◆ Short exercise
Please update the entries below by changing "one per line" to "each on its own line" everywhere it appears, leaving everything else unchanged.

--- BEGIN Listed entries ---

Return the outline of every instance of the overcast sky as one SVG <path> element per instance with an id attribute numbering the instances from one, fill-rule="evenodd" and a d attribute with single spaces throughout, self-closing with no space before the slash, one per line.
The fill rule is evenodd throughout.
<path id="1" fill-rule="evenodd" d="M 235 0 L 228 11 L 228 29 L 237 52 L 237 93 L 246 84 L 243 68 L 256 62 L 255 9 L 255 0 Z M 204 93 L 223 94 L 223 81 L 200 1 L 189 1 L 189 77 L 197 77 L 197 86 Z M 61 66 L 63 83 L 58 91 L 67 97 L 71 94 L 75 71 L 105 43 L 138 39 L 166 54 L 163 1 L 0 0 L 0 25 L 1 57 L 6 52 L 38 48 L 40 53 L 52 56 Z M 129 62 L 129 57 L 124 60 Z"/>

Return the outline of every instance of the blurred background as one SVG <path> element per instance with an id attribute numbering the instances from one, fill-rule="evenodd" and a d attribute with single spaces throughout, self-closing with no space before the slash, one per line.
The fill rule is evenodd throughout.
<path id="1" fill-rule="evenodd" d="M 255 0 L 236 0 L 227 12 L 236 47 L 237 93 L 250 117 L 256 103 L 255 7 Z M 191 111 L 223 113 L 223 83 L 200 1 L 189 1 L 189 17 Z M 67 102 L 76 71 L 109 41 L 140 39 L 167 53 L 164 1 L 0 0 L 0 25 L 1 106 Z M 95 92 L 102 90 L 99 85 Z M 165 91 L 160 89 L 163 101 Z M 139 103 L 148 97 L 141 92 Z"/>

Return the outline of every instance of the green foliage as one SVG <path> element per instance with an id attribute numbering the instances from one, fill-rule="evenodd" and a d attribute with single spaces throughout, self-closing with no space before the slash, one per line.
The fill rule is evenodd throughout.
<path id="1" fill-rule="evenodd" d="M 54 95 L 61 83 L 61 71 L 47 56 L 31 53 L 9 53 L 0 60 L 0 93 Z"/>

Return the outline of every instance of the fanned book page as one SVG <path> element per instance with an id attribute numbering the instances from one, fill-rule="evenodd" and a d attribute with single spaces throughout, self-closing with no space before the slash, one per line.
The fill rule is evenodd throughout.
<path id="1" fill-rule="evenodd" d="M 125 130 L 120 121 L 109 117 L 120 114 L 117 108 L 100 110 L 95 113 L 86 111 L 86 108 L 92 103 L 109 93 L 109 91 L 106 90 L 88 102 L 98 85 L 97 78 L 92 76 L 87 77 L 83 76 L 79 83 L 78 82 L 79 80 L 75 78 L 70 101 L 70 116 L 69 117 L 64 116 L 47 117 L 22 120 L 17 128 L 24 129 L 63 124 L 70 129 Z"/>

--- END Listed entries ---

◆ Exercise answer
Return the outline of every instance of the overcast sky as one SVG <path> element per instance with an id attribute numbering the instances from one, fill-rule="evenodd" and a d attribute with single spaces throughout, self-closing with no space before the slash, each on its own line.
The fill rule is evenodd throughout.
<path id="1" fill-rule="evenodd" d="M 235 0 L 228 11 L 228 29 L 237 52 L 237 93 L 246 84 L 243 68 L 256 62 L 255 9 L 255 0 Z M 204 93 L 223 94 L 223 81 L 200 1 L 189 1 L 189 77 L 197 77 L 197 86 Z M 61 66 L 63 83 L 58 91 L 67 97 L 71 94 L 75 71 L 105 43 L 138 39 L 166 54 L 163 1 L 0 0 L 0 25 L 1 57 L 6 52 L 38 48 L 40 53 L 52 56 Z M 129 62 L 129 57 L 124 60 Z"/>

Return the outline of every instance of the blurred background as one SVG <path> element per instance with an id attribute numbering the instances from one, fill-rule="evenodd" and a d attribute with single spaces throughout, self-closing with no space before the slash, each on its own line.
The fill rule is evenodd throughout.
<path id="1" fill-rule="evenodd" d="M 255 0 L 236 0 L 227 12 L 236 47 L 237 93 L 250 117 L 256 103 L 255 7 Z M 191 111 L 223 113 L 223 83 L 200 1 L 189 1 L 189 17 Z M 67 102 L 76 71 L 109 41 L 140 39 L 167 53 L 164 1 L 0 0 L 0 25 L 1 106 Z M 95 92 L 102 90 L 99 85 Z M 165 91 L 160 89 L 163 101 Z M 139 103 L 148 97 L 141 92 Z"/>

Return the outline of every instance of the green foliage as one SVG <path> element per instance with an id attribute numbering the instances from one, fill-rule="evenodd" and a d attribute with single spaces throughout, self-closing with no space before the slash, each on its own line.
The fill rule is evenodd throughout.
<path id="1" fill-rule="evenodd" d="M 54 95 L 61 83 L 61 71 L 47 56 L 31 53 L 9 53 L 0 60 L 0 93 Z"/>

Return the outline of every instance of the fanned book page as one SVG <path> element per instance with an id attribute numbering the instances from one, fill-rule="evenodd" and a d attribute with single spaces throughout, self-closing with no space before the slash, each on its own line.
The fill rule is evenodd throughout.
<path id="1" fill-rule="evenodd" d="M 125 130 L 120 121 L 109 117 L 120 114 L 117 108 L 100 110 L 95 113 L 86 111 L 86 108 L 92 103 L 109 93 L 109 91 L 106 90 L 88 102 L 98 85 L 97 78 L 92 76 L 87 77 L 83 76 L 79 83 L 78 82 L 79 80 L 75 78 L 70 101 L 70 116 L 69 117 L 64 116 L 47 117 L 22 120 L 17 128 L 24 129 L 63 124 L 70 129 Z"/>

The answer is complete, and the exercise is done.